§ **Document segment**

TYSONS, Va., May 16, 2024 (GLOBE NEWSWIRE) -- Park Hotels & Resorts Inc. (“Park”) (NYSE: PK) announced today the expiration of and the final results for the previously announced offer to purchase for cash (the “Tender Offer”) commenced by Park’s subsidiaries, Park Intermediate Holdings LLC, a Delaware limited liability (the “Company”), PK Domestic Property LLC, a Delaware limited liability company, and PK Finance Co-Issuer Inc., a Delaware corporation (collectively, the “Issuers”), for any and all of their outstanding 7.500% Senior Notes due 2025 (the “Notes”). The Tender Offer expired at 5:00 p.m., New York City time, on May 13, 2024 (the “Expiration Time”).

On May 16, 2024, the Issuers purchased $311,473,000 in principal amount of the Notes that were validly tendered and not validly withdrawn or with respect to which a properly completed and duly executed Notice of Guaranteed Delivery was delivered at or prior to the Expiration Time.

According to information received from Global Bondholder Services Corporation, the Tender and Information Agent for the Tender Offer, the following table sets forth details regarding the total aggregate principal amount of the Notes validly tendered and not validly withdrawn or with respect to which a properly completed and duly executed Notice of Guaranteed Delivery was delivered at or prior to the Expiration Time and the principal amount of the Notes that will be accepted for purchase by the Issuers today:

Title of Security CUSIP Numbers/ISINs: Principal Amount Outstanding Principal Amount Tendered Principal Amount
to be
Accepted on 5/16/2024

7.500% Senior Notes due 2025
 
144A: 70052LAA1 / US70052LAA17

Reg S: U7013LAA8 / USU7013LAA80
 
$650,000,000
 
$311,473,000
 
$311,473,000
 

In addition, on May 16, 2024, the Issuers issued a notice of redemption for all of the Notes outstanding following the settlement of the Tender Offer at a redemption price of 100.000% of the principal amount thereof, plus accrued and unpaid interest to, but excluding, the redemption date (which is expected to be June 1, 2024) pursuant to the terms of the indenture governing the Notes. Following the redemption on the redemption date, the Issuers will no longer have any Notes outstanding.

§ **Dataset extract**

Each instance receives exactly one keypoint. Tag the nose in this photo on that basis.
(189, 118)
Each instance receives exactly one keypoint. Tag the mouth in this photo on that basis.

§ **Your task**
Carry on the Park Hotels & Resorts press release on the tender offer results, starting right after its last sentence.

§ **The result**
Wells Fargo Securities, LLC served as Dealer Manager for the Tender Offer. Global Bondholder Services Corporation served as the Tender and Information Agent for the Tender Offer. Questions regarding the Tender Offer may be directed to Wells Fargo Securities, LLC at 550 South Tryon Street, 5th Floor, Charlotte, North Carolina 28202, Attn: Liability Management Group, (866) 309-6316 (toll-free), (704) 410-4759 (collect) or by email to liabilitymanagement@wellsfargo.com.

This press release is for informational purposes only and does not constitute an offer to purchase or the solicitation of an offer to sell any securities, including the Notes.

About Park Hotels & Resorts
Park is one of the largest publicly traded lodging REITs, with a diverse portfolio of iconic and market-leading hotels and resorts with significant underlying real estate value. Park’s portfolio currently consists of 43 premium-branded hotels and resorts with over 26,000 rooms located in prime city center and resort locations.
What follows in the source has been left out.